▶ _Texte source_
########

Rien de durable ne peut être bâti sans fondation. Cette vérité élémentaire vaut, naturellement, pour la stabilité et la pérennité de l’Etat et de ses institutions.
C’est le peuple qui soutient tout l’édifice national. En retour, celui-ci attend de ses gouvernants la satisfaction de certains besoins basiques : moyens de subsistance, logement, santé, éducation, sécurité, etc. Ce sont là les piliers du contrat social. C’est là aussi, la condition sine qua non pour l’édification de toute société qui aspire à vivre en harmonie.
Dans cette optique et au-delà du confort passager du moment, il devient urgent de bâtir un nouveau projet de société sur la base d’une répartition constitutionnelle du pouvoir entre les différentes composantes nationales. Une répartition juste et pérenne avec comme corollaire une redistribution plus équitable de la richesse du pays entre tous ses habitants.
Pas de méprise. Au-delà du discours hypocrite des professionnels du boniment et autres thuriféraires, il faut se rendre à une évidence : Pour peu qu’on se place dans une optique prospective, tout analyste averti conviendrait que la préservation de l’unité nationale, de la paix civile et sociale, voire de la pérennité de l’Etat lui-même est à ce prix.

########

▶ _Consignes_
1. Recopiez le passage du texte sur les fondements de l'État qui commence par les mots contenant « C’est le peuple » et se termine par « tous ses habitants. », en substituant « pacte social » à « contrat social ».
2. Poursuivez le texte sur les fondements de l'État à partir de sa dernière phrase.

▶ _Éléments de données_
########

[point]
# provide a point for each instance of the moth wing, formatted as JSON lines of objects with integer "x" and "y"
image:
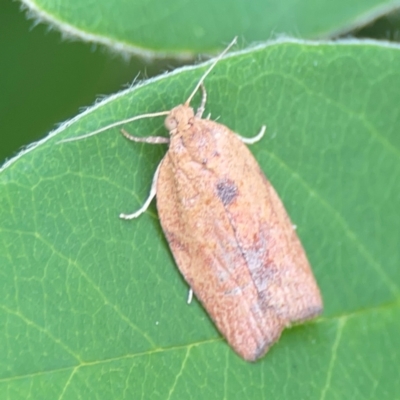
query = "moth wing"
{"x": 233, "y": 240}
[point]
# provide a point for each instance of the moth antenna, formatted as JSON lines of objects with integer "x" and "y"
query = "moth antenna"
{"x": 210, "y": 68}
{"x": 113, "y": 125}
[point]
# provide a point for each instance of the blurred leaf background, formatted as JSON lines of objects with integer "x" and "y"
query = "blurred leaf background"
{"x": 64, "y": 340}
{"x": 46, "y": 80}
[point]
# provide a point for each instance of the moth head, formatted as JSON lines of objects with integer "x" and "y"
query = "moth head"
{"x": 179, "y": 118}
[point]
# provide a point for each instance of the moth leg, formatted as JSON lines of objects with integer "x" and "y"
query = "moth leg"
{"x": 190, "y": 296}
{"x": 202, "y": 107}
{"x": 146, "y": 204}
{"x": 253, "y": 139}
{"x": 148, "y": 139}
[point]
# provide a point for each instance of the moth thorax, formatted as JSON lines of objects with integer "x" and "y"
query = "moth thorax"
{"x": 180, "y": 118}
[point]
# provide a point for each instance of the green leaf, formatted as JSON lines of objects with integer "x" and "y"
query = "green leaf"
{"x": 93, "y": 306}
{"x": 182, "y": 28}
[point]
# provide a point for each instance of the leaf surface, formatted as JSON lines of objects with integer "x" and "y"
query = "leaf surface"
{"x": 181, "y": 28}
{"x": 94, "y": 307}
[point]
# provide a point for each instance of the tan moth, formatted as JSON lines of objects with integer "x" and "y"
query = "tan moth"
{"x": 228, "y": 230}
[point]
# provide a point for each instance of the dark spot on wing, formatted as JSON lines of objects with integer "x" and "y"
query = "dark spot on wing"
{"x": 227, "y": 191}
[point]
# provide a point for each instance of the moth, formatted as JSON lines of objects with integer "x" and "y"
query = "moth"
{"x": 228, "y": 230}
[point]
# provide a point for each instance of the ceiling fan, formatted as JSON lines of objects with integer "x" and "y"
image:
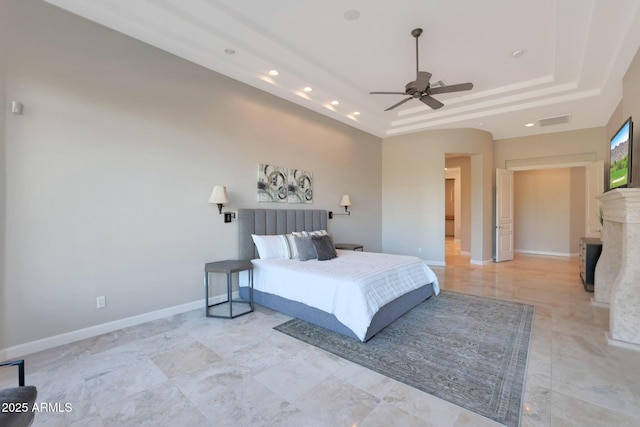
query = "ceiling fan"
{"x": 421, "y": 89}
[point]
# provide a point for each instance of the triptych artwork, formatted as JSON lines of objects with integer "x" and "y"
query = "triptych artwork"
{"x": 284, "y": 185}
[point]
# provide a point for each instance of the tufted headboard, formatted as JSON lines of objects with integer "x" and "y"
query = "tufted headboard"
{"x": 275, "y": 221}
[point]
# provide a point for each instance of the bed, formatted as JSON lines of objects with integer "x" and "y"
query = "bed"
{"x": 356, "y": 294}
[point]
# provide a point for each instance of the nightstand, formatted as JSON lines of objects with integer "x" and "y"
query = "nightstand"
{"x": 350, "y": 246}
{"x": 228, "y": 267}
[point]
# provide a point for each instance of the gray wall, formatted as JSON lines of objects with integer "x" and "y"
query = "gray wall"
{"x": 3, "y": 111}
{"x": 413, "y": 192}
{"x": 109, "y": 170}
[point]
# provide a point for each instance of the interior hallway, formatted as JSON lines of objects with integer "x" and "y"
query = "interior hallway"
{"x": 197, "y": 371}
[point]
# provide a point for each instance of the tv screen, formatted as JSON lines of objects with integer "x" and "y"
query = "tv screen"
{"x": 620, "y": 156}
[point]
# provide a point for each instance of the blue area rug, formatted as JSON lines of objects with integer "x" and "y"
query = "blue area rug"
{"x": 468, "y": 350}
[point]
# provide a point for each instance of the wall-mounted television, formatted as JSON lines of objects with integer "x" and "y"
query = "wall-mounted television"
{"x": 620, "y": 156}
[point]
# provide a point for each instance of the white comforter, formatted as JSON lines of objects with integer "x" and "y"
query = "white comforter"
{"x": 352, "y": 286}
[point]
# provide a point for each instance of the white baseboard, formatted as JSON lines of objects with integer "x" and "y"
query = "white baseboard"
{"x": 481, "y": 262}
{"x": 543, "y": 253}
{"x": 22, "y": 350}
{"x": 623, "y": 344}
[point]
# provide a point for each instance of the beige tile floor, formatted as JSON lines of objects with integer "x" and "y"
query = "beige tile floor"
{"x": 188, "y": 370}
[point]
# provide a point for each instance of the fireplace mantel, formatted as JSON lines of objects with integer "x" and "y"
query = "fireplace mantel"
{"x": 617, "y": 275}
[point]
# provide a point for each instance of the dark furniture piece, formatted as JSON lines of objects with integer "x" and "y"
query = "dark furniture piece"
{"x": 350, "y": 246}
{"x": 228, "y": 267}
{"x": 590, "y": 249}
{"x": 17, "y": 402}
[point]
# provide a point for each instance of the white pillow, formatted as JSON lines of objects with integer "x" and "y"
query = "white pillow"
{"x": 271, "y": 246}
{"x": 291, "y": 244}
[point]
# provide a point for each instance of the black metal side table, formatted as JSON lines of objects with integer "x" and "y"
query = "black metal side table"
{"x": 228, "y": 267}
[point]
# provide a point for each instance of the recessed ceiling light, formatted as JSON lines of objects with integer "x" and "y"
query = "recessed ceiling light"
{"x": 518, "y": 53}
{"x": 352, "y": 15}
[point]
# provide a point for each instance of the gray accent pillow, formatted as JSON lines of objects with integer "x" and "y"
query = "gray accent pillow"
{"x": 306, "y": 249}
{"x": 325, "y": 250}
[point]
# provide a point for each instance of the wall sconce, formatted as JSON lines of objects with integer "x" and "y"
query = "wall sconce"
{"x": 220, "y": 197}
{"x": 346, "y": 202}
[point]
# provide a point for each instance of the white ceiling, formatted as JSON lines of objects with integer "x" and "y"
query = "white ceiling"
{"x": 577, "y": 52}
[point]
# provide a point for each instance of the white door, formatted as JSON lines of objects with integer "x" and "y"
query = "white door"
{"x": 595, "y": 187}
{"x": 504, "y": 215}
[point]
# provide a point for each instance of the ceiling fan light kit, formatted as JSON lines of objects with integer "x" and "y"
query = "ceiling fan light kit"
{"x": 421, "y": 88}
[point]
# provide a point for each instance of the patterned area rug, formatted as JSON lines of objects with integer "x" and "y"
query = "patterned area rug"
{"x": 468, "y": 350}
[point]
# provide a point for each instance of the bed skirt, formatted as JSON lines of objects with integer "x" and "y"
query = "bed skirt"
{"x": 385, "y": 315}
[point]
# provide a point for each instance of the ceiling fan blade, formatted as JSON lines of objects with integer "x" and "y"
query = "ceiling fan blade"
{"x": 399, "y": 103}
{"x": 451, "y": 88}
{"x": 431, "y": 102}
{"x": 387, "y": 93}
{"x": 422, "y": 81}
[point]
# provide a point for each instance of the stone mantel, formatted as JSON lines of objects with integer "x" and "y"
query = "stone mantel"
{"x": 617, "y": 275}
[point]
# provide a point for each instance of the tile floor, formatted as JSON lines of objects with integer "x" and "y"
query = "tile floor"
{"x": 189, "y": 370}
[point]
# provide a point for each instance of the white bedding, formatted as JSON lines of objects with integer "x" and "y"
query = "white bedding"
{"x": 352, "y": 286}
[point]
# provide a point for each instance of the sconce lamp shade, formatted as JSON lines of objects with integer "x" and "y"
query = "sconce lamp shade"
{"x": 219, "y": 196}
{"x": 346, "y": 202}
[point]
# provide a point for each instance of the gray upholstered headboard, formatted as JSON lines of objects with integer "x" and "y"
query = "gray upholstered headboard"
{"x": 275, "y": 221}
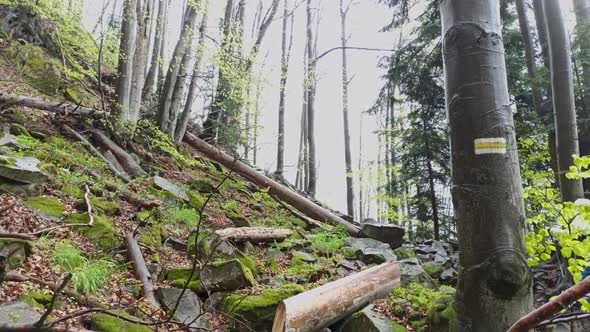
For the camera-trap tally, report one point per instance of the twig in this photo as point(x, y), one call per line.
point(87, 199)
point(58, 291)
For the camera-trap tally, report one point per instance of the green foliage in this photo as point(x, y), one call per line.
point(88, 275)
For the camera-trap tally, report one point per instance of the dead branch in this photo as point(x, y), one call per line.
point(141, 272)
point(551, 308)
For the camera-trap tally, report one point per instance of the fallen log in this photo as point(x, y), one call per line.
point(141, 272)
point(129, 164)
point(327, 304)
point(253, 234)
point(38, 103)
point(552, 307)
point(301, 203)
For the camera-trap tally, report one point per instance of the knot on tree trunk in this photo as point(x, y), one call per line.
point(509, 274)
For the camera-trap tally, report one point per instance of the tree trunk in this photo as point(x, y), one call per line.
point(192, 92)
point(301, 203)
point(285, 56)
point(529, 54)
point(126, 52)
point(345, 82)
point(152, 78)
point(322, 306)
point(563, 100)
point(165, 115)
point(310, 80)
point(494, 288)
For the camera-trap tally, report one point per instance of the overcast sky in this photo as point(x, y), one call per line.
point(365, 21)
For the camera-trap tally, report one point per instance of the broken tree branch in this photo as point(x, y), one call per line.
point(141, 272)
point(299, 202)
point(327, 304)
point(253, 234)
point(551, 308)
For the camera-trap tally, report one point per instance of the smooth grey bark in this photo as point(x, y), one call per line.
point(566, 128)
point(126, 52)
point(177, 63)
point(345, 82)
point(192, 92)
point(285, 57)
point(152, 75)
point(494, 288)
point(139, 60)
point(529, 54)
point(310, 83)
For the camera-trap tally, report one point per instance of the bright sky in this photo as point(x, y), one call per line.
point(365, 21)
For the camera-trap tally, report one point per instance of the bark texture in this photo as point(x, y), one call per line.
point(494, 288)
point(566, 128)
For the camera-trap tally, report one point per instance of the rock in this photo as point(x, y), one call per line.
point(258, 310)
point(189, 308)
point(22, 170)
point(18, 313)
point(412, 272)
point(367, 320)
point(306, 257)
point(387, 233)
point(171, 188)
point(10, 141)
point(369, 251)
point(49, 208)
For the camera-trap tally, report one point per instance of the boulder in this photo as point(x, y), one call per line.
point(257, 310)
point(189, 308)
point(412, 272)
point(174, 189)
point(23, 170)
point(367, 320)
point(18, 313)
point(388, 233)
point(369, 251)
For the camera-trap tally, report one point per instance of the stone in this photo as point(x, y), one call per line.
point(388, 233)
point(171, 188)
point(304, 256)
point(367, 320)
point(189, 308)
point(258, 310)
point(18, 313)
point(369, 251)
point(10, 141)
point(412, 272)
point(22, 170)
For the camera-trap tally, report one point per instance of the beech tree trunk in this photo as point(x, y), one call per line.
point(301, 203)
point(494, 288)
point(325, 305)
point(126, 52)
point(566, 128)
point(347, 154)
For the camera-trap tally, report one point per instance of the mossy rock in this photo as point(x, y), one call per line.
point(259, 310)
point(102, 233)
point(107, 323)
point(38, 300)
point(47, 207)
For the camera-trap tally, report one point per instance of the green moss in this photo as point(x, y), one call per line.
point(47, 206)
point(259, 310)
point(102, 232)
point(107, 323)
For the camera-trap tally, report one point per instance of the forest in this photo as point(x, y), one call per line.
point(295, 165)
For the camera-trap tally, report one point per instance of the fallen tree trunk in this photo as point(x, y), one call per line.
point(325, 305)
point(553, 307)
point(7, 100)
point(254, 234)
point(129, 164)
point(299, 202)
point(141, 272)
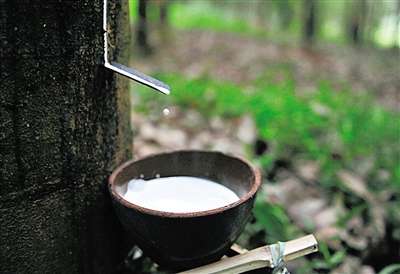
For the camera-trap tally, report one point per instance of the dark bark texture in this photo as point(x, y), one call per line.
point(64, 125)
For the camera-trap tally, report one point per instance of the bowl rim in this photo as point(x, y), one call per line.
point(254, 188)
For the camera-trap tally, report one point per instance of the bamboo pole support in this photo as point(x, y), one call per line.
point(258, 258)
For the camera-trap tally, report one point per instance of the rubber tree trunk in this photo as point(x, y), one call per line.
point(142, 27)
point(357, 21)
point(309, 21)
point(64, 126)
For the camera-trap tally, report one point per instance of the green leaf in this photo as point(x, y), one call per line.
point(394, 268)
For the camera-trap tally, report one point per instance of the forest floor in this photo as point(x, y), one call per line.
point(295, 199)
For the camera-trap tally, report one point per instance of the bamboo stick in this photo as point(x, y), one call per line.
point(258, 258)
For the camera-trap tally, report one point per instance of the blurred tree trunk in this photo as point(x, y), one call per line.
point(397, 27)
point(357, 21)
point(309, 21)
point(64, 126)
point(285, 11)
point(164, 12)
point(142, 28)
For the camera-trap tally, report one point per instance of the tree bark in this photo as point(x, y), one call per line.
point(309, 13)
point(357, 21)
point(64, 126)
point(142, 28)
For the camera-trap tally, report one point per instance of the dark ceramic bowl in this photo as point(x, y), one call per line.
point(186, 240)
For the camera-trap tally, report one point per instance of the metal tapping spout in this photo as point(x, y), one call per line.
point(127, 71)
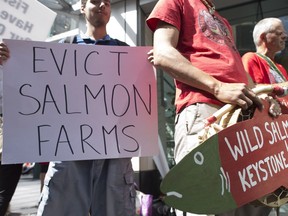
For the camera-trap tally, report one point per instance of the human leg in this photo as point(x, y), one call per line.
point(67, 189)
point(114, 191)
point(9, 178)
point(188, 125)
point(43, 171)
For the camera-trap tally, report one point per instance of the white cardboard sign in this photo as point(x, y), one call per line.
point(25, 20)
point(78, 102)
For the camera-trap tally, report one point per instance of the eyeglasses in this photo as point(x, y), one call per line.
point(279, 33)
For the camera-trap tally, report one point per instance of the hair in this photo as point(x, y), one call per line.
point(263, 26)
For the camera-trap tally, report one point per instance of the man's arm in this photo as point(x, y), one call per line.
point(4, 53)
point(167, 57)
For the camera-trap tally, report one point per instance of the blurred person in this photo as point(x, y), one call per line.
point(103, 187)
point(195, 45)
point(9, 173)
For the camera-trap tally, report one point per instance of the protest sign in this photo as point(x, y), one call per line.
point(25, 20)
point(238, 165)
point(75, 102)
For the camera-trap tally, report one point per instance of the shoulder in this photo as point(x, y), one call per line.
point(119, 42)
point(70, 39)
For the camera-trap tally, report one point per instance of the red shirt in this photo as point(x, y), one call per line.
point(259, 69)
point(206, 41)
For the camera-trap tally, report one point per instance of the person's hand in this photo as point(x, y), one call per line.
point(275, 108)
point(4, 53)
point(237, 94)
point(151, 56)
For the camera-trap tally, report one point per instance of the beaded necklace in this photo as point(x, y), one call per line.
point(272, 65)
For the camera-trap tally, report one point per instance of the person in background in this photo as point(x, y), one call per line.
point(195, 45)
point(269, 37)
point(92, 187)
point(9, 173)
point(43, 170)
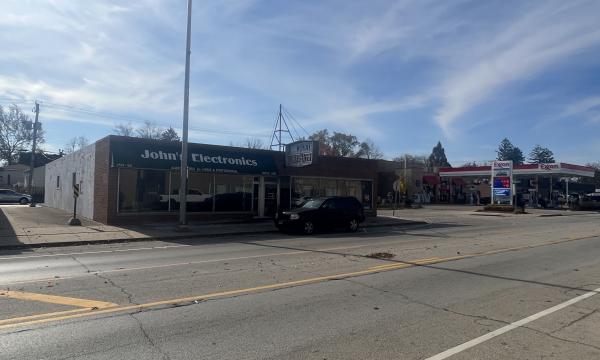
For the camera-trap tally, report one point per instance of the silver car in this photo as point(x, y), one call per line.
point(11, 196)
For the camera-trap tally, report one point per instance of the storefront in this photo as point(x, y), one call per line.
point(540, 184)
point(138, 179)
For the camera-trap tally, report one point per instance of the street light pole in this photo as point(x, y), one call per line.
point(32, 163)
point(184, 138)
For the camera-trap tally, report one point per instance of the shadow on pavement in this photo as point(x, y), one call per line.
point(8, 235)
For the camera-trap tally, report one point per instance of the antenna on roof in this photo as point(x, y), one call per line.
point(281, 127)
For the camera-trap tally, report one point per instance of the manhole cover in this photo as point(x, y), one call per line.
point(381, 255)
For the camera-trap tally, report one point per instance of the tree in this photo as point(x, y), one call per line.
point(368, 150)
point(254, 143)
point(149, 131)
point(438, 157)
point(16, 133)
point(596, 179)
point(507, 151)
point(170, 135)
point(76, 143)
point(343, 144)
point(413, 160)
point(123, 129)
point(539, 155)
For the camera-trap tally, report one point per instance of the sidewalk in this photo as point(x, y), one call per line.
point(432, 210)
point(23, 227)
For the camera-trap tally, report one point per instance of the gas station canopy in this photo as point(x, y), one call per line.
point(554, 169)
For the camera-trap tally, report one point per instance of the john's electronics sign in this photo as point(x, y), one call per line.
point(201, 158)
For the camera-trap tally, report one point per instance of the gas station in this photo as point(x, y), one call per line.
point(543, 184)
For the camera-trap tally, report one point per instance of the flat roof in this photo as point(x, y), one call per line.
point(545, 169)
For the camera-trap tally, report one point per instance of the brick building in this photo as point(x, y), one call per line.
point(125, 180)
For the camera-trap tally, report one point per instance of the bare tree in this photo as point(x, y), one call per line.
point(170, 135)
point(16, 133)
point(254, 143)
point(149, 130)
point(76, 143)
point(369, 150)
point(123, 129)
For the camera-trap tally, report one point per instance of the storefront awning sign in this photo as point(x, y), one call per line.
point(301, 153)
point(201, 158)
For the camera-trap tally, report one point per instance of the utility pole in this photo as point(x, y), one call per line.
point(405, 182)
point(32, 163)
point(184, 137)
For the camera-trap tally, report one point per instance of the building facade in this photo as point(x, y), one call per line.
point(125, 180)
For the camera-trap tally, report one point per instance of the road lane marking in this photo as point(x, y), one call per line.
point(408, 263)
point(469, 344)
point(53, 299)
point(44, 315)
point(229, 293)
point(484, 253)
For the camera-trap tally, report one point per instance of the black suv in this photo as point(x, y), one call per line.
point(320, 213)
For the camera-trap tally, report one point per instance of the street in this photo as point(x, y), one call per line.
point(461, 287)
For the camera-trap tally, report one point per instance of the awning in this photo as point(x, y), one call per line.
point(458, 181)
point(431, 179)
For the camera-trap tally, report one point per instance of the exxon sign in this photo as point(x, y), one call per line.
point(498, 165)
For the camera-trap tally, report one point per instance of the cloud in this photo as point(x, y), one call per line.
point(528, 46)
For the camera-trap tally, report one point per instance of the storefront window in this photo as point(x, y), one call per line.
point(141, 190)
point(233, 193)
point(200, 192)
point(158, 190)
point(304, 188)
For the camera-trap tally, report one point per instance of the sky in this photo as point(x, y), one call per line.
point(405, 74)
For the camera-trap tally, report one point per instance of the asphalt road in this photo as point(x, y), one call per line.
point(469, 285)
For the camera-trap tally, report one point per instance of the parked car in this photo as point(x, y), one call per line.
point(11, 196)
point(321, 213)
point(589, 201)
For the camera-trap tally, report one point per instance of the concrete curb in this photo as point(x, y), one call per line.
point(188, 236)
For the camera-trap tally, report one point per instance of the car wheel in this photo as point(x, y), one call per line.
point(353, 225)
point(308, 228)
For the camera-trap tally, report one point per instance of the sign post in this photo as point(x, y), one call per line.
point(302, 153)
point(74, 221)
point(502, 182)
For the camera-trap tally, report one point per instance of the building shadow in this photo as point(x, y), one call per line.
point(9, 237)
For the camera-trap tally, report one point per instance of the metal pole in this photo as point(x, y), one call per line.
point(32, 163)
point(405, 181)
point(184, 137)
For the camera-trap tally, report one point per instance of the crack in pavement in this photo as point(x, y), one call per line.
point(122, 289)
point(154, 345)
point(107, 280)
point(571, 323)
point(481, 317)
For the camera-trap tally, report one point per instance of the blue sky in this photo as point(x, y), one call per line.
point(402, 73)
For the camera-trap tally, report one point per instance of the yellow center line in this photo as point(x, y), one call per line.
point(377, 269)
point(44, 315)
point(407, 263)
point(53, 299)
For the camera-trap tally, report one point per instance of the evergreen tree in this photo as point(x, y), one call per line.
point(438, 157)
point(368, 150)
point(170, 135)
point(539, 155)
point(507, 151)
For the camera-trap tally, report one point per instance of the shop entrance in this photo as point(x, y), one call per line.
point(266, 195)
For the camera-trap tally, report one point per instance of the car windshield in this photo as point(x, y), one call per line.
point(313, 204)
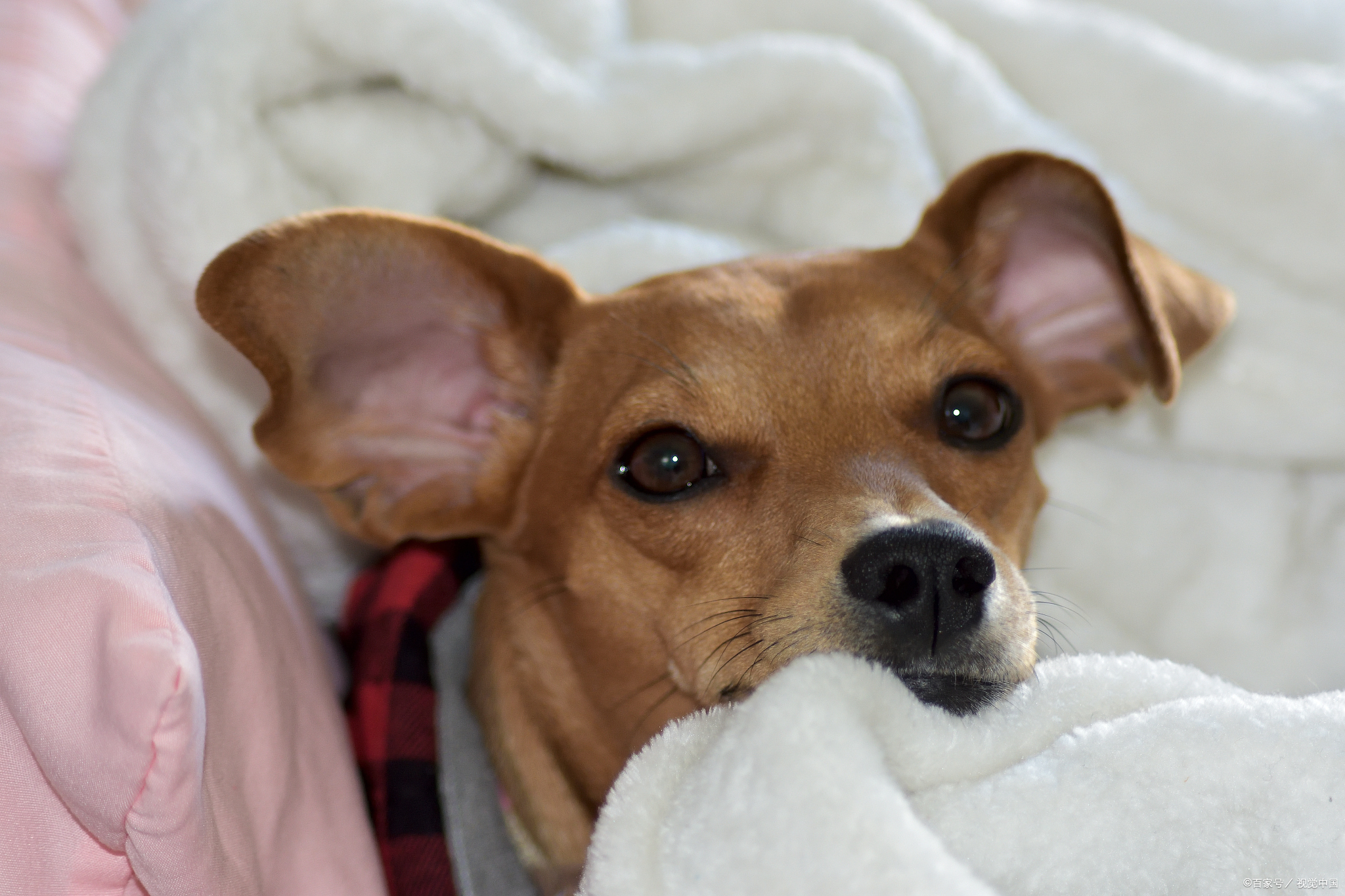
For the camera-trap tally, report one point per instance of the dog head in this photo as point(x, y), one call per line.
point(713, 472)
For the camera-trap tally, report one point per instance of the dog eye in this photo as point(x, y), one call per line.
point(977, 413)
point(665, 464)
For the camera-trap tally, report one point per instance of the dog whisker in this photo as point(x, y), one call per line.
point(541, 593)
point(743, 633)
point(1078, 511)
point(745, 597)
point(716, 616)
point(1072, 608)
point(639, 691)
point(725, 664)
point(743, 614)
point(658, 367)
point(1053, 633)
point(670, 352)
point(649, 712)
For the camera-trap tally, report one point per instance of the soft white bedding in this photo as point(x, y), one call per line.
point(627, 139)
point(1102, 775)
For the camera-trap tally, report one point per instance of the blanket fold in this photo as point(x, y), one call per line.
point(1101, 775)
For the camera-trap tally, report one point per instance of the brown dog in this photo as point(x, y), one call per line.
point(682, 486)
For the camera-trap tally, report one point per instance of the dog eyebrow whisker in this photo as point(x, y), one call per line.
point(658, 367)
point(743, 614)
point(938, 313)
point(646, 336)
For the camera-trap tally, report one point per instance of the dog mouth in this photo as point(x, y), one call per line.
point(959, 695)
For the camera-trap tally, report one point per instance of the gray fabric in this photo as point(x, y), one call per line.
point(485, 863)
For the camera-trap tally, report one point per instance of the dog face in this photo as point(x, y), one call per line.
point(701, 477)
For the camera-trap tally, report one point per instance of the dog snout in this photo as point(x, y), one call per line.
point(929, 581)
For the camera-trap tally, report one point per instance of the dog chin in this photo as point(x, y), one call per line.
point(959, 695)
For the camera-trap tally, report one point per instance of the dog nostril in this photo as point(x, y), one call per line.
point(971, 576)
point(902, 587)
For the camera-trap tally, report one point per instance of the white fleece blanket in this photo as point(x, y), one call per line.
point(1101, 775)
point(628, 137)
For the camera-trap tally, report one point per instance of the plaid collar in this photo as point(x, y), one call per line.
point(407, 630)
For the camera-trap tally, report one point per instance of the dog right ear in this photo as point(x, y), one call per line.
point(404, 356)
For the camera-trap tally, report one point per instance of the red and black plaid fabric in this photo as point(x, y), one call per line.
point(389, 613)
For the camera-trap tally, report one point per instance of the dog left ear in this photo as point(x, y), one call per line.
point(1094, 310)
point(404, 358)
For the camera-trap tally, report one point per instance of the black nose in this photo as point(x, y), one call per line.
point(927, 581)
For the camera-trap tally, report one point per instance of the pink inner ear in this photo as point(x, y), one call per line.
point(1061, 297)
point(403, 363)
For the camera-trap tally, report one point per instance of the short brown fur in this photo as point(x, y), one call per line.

########

▶ _Réponses rédigées_
1.
C’est le peuple qui soutient tout l’édifice national. En retour, celui-ci attend de ses gouvernants la satisfaction de certains besoins basiques : moyens de subsistance, logement, santé, éducation, sécurité, etc. Ce sont là les piliers du pacte social. C’est là aussi, la condition sine qua non pour l’édification de toute société qui aspire à vivre en harmonie.
Dans cette optique et au-delà du confort passager du moment, il devient urgent de bâtir un nouveau projet de société sur la base d’une répartition constitutionnelle du pouvoir entre les différentes composantes nationales. Une répartition juste et pérenne avec comme corollaire une redistribution plus équitable de la richesse du pays entre tous ses habitants.

2.
Un tableau de bord peu reluisant
En effet, on ne peut continuer à faire fi d’un tableau de bord dont les voyants ont une fâcheuse propension à passer au rouge. Certains intellectuels, lanceurs d’alerte ont mis l’accent sur la dangerosité de la situation en devenir. Et c’est bien là le rôle dévolu à une élite patriotique. Mais ces mises en garde, isolées et discontinues, n’ont pas encore eu l’impact recherché sur le cours des événements, d’autant qu’elles sont, parfois, déclinées sur un ton cotonneux et convenu.
Pourtant, nous avons au-dessus de nous ou par devant nous, un ciel chargé de nuages menaçants avec, déjà, au loin, un grondement de tonnerre, entrecoupé d’éclairs furtifs. Autant de signes avant-coureurs, annonciateurs de sévères turbulences.
Le confort de l’immédiateté, le carriérisme pour les uns, la recherche effrénée du profit pour les autres ne doivent pas occulter des problèmes existentiels qui menacent l’avenir et le devenir du pays.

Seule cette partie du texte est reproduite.